- Stated goal a
Can you echo, word for word, the stretch of the UI animation text from "Lots of projects" through "a proper motion."?

- Text shown
┌──

Our user is hungry and wants to order a pizza from our website. They configured their meal and are ready to put it in the cart and find out how to pay. Let's guide them:
This way we can playfully teach our users to effectively use the UI.
Perceived speed is a bit different from measured speed. Even though sometimes an animation slows down your UI from a mathematical perspective, they speed the actual usage up. This may sound counterintuitive, so let's clear things up.
The user may wait 200ms for an animation to finish, but only needs 50ms to process the visual change, resulting in 250ms to the next interaction.
Without any indication of a layout change the user doesn't wait for an animation to finish, but may need 350ms to adapt and understand the sudden change, resulting in not only a longer time to the next interaction, but also a more stressful one.
A study by Ericsson linked buffering times in streaming to an increased heart rate. We're not talking about streaming here, but stress by waiting is still real.
When your page loads a particularly heavy asset or slow API, be sure to let your user know that there's something going on. An animation has a clear advantage over a static loading screen, because it's moving. It tells your user that it's busy, working. Users tend to give up on loading times way faster when shown no or a static loading screen than an animated one.
Also be sure to convey as much information about what's to happen, as you can. Layout Skeletons (first below) seem to work very well, while spinners (second below) are still better than nothing (Source).
(Pen by Razvan Caliman)
(Pen by Aurer)
I've thrown around some numbers, so let's talk about time for a second (pun intened).
Lots of projects use one time value for all animations. Please don't do that. Instead, consider every animation on its own. Large movements take more time than tiny changes. It might look fine for a text color change to take 100ms, while the it's way too fast for an overlay to pop up. Worse yet, it might be perceived as an input lag instead of a transition, because the user simple doesnt register your animation as a proper motion.

└──

- Stated goal b
Could you turn the stretch of the records below, from the line containing "Provide an outline for every instance of the gaiwan" through the line containing "313L250 313L257 308L261", into a Markdown table with a Row column for the row number and a Line column for each line, leaving out blank lines?

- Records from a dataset
┌──

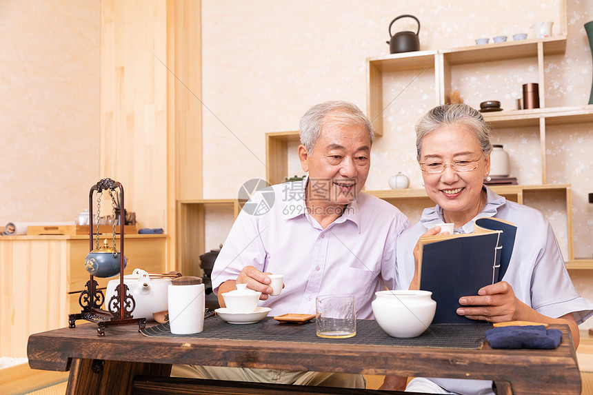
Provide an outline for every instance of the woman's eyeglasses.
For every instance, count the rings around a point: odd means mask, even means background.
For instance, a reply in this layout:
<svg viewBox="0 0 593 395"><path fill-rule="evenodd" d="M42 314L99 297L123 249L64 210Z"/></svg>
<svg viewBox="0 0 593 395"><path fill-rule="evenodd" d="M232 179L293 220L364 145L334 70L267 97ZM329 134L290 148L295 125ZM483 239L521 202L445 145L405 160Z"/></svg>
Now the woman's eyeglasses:
<svg viewBox="0 0 593 395"><path fill-rule="evenodd" d="M455 161L452 163L424 162L420 163L420 170L426 173L436 174L444 172L447 166L451 166L456 172L470 172L478 168L478 162L481 159L480 157L473 161Z"/></svg>

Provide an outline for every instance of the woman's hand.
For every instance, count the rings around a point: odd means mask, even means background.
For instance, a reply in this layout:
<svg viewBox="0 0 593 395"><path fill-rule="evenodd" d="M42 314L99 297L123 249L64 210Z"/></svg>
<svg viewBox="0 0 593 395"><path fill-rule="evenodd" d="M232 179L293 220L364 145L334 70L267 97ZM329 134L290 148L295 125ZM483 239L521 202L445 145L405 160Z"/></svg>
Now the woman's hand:
<svg viewBox="0 0 593 395"><path fill-rule="evenodd" d="M574 348L581 340L579 325L572 313L553 318L539 313L515 296L510 284L501 281L487 285L478 291L476 296L463 296L459 298L461 307L457 314L472 320L483 320L491 323L524 321L549 324L567 324L572 334Z"/></svg>
<svg viewBox="0 0 593 395"><path fill-rule="evenodd" d="M525 306L515 296L512 287L506 281L481 288L478 296L463 296L459 299L459 304L462 306L457 309L460 316L491 323L521 319L521 311Z"/></svg>
<svg viewBox="0 0 593 395"><path fill-rule="evenodd" d="M439 232L441 232L440 226L435 226L432 229L429 229L426 232L425 232L422 236L420 237L423 237L425 236L434 236L436 234L439 234ZM445 232L443 234L449 234L448 232ZM419 256L420 256L420 239L418 239L418 241L416 243L416 245L414 247L414 277L412 278L412 282L410 283L410 290L417 290L419 287L419 278L418 278L418 265L419 265Z"/></svg>

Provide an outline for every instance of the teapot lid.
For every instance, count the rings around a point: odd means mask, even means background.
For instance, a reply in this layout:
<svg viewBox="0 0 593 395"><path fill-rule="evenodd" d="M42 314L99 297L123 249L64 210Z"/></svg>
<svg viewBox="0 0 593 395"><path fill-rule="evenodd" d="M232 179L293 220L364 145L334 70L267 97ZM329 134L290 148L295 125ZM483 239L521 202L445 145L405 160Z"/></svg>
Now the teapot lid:
<svg viewBox="0 0 593 395"><path fill-rule="evenodd" d="M202 279L200 277L193 276L177 277L171 280L172 285L196 285L201 283Z"/></svg>
<svg viewBox="0 0 593 395"><path fill-rule="evenodd" d="M223 294L223 295L231 295L233 296L248 296L248 295L253 295L254 294L259 294L257 291L254 291L253 290L250 290L247 287L247 284L235 284L235 287L237 287L237 290L233 290L232 291L229 291L228 292L225 292Z"/></svg>
<svg viewBox="0 0 593 395"><path fill-rule="evenodd" d="M112 254L114 252L115 254L117 254L119 251L118 251L117 248L112 248L110 247L107 242L107 239L105 239L103 241L103 245L91 251L91 253L92 252L99 252L102 254Z"/></svg>

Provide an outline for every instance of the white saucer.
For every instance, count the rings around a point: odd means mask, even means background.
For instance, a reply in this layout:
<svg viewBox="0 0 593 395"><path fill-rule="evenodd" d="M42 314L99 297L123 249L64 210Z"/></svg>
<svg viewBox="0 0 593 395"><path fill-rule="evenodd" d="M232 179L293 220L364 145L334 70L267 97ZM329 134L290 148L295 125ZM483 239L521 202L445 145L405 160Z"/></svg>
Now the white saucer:
<svg viewBox="0 0 593 395"><path fill-rule="evenodd" d="M252 324L261 321L271 310L270 307L256 307L250 313L236 313L230 312L226 307L221 307L214 311L217 315L230 324Z"/></svg>

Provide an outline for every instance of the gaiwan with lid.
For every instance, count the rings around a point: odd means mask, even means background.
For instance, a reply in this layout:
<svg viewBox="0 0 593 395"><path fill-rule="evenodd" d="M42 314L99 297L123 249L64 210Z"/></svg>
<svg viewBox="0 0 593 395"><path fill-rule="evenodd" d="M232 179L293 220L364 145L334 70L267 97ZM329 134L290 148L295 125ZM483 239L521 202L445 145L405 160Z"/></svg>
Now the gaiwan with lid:
<svg viewBox="0 0 593 395"><path fill-rule="evenodd" d="M121 256L119 251L108 245L107 239L103 242L103 246L98 247L88 253L84 261L86 271L97 277L112 277L119 274ZM128 264L125 256L123 257L123 267Z"/></svg>
<svg viewBox="0 0 593 395"><path fill-rule="evenodd" d="M238 313L250 313L257 308L261 292L250 290L247 284L235 284L237 290L222 294L226 308Z"/></svg>

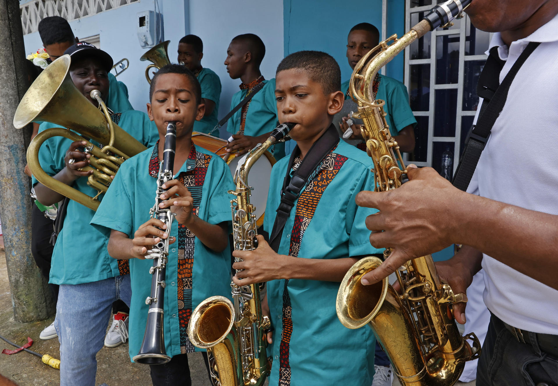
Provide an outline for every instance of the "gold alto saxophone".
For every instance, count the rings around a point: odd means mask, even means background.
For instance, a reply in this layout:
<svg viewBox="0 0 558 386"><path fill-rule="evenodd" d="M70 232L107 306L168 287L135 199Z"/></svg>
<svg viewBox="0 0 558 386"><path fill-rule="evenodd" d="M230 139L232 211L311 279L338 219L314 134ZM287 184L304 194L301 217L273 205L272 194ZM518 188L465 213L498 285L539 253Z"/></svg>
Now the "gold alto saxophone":
<svg viewBox="0 0 558 386"><path fill-rule="evenodd" d="M283 139L294 126L280 125L267 141L239 162L234 176L236 189L229 191L236 196L230 201L236 250L253 250L258 246L256 208L250 204L252 188L248 185L250 168L267 149ZM266 353L266 330L271 323L262 313L259 285L239 287L231 283L230 286L234 304L224 296L211 296L201 302L192 313L188 336L194 346L207 349L214 385L263 385L270 371Z"/></svg>
<svg viewBox="0 0 558 386"><path fill-rule="evenodd" d="M389 133L384 102L376 99L373 94L372 84L376 74L415 40L460 16L470 1L450 0L435 6L401 38L393 35L371 50L353 72L350 93L358 105L353 117L363 120L361 132L374 163L377 191L399 187L401 176L407 170L399 146ZM379 53L367 62L378 50ZM384 257L391 253L391 249L386 249ZM449 285L440 281L430 255L412 259L398 269L396 274L401 295L389 285L387 278L374 284L362 285L363 275L381 263L377 257L365 257L347 272L337 295L337 315L341 322L350 329L368 324L402 385L454 384L465 361L478 358L480 352L474 334L462 337L454 319L453 303L466 301L466 297L454 294ZM468 339L472 341L472 348Z"/></svg>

└──

- Answer a
Lots of projects use one time value for all animations. Please don't do that. Instead, consider every animation on its own. Large movements take more time than tiny changes. It might look fine for a text color change to take 100ms, while the it's way too fast for an overlay to pop up. Worse yet, it might be perceived as an input lag instead of a transition, because the user simple doesnt register your animation as a proper motion.

- Answer b
| Row | Line |
|---|---|
| 1 | Provide an outline for every instance of the gaiwan with lid. |
| 2 | For every instance, count the rings around a point: odd means mask, even means background. |
| 3 | For instance, a reply in this layout: |
| 4 | <svg viewBox="0 0 593 395"><path fill-rule="evenodd" d="M42 314L99 297L123 249L64 210Z"/></svg> |
| 5 | <svg viewBox="0 0 593 395"><path fill-rule="evenodd" d="M232 179L293 220L364 145L334 70L267 97ZM329 134L290 148L295 125ZM483 239L521 202L445 145L405 160Z"/></svg> |
| 6 | Now the gaiwan with lid: |
| 7 | <svg viewBox="0 0 593 395"><path fill-rule="evenodd" d="M121 256L119 251L108 245L107 239L103 242L103 246L98 247L88 253L84 261L86 271L97 277L112 277L119 274ZM128 264L125 256L123 257L123 267Z"/></svg> |
| 8 | <svg viewBox="0 0 593 395"><path fill-rule="evenodd" d="M238 313L250 313L257 308L261 292L250 290L247 284L235 284L237 290L222 294L226 308Z"/></svg> |